** begin **

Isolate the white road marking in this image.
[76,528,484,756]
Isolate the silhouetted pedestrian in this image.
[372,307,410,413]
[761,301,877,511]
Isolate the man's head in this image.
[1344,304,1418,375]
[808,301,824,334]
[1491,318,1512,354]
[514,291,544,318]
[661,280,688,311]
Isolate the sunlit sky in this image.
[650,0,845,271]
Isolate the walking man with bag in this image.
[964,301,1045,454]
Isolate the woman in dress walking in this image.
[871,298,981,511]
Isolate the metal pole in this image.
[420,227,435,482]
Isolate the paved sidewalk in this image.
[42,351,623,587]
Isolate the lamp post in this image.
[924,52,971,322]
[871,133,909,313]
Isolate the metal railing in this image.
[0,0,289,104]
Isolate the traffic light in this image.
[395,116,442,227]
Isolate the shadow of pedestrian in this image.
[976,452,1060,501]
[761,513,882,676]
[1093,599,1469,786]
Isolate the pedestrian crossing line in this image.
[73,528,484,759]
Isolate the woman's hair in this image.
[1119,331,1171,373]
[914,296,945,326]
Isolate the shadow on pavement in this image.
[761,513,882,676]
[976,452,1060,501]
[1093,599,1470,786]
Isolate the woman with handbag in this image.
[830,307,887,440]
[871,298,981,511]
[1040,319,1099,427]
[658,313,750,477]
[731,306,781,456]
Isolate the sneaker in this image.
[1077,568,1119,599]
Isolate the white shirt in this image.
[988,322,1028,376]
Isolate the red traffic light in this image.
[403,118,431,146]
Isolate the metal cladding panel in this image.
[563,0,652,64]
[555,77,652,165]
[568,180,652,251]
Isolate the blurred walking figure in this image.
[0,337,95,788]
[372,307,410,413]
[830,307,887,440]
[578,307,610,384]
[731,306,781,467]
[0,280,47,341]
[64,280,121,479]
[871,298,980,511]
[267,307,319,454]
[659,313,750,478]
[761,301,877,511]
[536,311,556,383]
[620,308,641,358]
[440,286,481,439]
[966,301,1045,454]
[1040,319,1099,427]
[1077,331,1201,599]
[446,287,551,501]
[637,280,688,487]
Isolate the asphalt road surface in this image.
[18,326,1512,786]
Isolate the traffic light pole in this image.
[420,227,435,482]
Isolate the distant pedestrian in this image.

** end **

- Exercise
Reproduce the whole listing above with every "Isolate" replaced by "Segment", leaving every other character unchanged.

- The completed task
Segment the white road marking in this image.
[76,528,484,756]
Segment the silhouetted pedestrian in this image.
[372,307,410,413]
[761,301,877,511]
Segment the man's head in this image.
[1344,304,1418,375]
[808,301,824,334]
[1491,318,1512,354]
[514,291,544,318]
[661,280,688,311]
Segment the sunlit sky in this image.
[650,0,845,271]
Segment the walking man with bag in this image.
[964,301,1045,454]
Segment the woman in dress walking in this image.
[871,298,981,511]
Segment the metal pole in this image.
[420,227,435,482]
Segment the paved sidewalk in this image.
[42,351,623,587]
Segment the lamp post in this image.
[924,52,971,322]
[871,133,909,313]
Segment the metal railing in this image.
[0,0,289,104]
Segment the traffic light in this image.
[395,116,442,227]
Segment the shadow of pedestrian in this image.
[976,452,1060,501]
[761,513,882,676]
[1093,599,1469,786]
Segment the pedestrian crossing line in this image.
[73,528,484,759]
Segment the woman's hair in this image.
[1119,331,1171,373]
[914,296,945,326]
Segment the shadow on pavement in this image.
[761,513,882,676]
[976,452,1060,501]
[1093,599,1470,786]
Segment the woman with handbag in this image.
[830,307,887,440]
[871,298,981,511]
[1040,319,1099,427]
[658,313,750,477]
[731,306,781,456]
Segment the sneaker in this image.
[1077,568,1119,599]
Segment the white shirt in this image.
[988,322,1028,376]
Segment the red traffic light in this image.
[403,118,431,146]
Segment the metal cladding panel in this image.
[563,0,652,64]
[555,77,652,165]
[568,180,652,251]
Segment the blurred walking figure in this image.
[0,337,95,788]
[372,307,410,413]
[830,307,887,440]
[578,307,610,384]
[731,306,781,467]
[0,280,47,341]
[64,280,121,479]
[871,298,980,511]
[267,307,319,454]
[659,313,750,478]
[761,301,877,511]
[536,311,556,383]
[620,308,641,358]
[440,286,481,439]
[966,301,1045,454]
[1040,319,1099,427]
[1077,331,1201,599]
[446,287,551,501]
[637,280,688,487]
Segment the asphalt road surface in this image.
[18,326,1512,786]
Segment the traffic light pole in this image.
[420,227,435,482]
Segment the distant pedestrian in this image.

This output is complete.